In the passage about "The Convenience" friend, reproduce word for word the part from "One red flag" up to and including "cares for themselves.".

*SUPPLIED PASSAGE*.
┄┄┄┄┄┄┄┄┄┄

One red flag that I think just about anyone can relate to is “The Convenience” friend. This is the type of person who expects you to be around any time of day or night for whenever they have some crisis or life event happening. However, whenever you need someone to talk to or vent or even just hang with they are suddenly busy or no where to be found. They also typically get mad at you when you are unable to be there for them. Often they hold a grudge at you and if you even think about mentioning to them how you felt when they were “inconveniently” unavailable during the time you needed some help and someone to talk with, they suddenly have this huge problem to deflect from the fact they were a crummy friend. Eventually you will grow apart with this person because nothing is more of a bummer in life is having a friends who only thinks and cares for themselves.

┄┄┄┄┄┄┄┄┄┄

*EXTRACTED ENTRIES*.
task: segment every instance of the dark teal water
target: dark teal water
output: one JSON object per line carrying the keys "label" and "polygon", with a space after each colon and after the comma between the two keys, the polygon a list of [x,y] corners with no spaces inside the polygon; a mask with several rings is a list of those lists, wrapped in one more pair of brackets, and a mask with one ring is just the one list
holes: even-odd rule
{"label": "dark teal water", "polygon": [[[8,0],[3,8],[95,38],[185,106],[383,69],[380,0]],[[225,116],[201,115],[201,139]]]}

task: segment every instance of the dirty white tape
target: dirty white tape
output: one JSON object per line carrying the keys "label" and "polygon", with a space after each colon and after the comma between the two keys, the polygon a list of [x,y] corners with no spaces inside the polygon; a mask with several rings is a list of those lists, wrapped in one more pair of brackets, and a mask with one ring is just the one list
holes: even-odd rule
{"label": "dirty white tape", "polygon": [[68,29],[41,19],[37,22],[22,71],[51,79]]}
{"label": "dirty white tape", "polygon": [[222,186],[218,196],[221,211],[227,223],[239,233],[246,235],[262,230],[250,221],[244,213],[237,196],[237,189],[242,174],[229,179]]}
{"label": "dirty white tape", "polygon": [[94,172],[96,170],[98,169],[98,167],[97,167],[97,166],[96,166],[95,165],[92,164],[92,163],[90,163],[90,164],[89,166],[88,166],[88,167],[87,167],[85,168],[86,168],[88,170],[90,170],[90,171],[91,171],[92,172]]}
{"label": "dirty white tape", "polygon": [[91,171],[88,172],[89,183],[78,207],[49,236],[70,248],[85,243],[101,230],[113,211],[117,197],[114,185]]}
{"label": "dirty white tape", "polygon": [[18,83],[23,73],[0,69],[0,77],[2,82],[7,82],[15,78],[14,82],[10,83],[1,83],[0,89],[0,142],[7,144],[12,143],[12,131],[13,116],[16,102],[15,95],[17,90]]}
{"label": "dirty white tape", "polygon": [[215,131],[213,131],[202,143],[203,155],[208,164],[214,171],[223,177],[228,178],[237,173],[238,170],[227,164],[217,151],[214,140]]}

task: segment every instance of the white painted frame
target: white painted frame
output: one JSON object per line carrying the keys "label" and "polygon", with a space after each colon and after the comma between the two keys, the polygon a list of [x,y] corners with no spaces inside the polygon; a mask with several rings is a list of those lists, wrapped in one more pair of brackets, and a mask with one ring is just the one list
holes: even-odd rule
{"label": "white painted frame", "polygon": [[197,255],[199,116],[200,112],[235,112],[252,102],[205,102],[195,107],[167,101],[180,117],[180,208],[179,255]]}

┄┄┄┄┄┄┄┄┄┄

*ANSWER FOR THE TASK*.
One red flag that I think just about anyone can relate to is “The Convenience” friend. This is the type of person who expects you to be around any time of day or night for whenever they have some crisis or life event happening. However, whenever you need someone to talk to or vent or even just hang with they are suddenly busy or no where to be found. They also typically get mad at you when you are unable to be there for them. Often they hold a grudge at you and if you even think about mentioning to them how you felt when they were “inconveniently” unavailable during the time you needed some help and someone to talk with, they suddenly have this huge problem to deflect from the fact they were a crummy friend. Eventually you will grow apart with this person because nothing is more of a bummer in life is having a friends who only thinks and cares for themselves.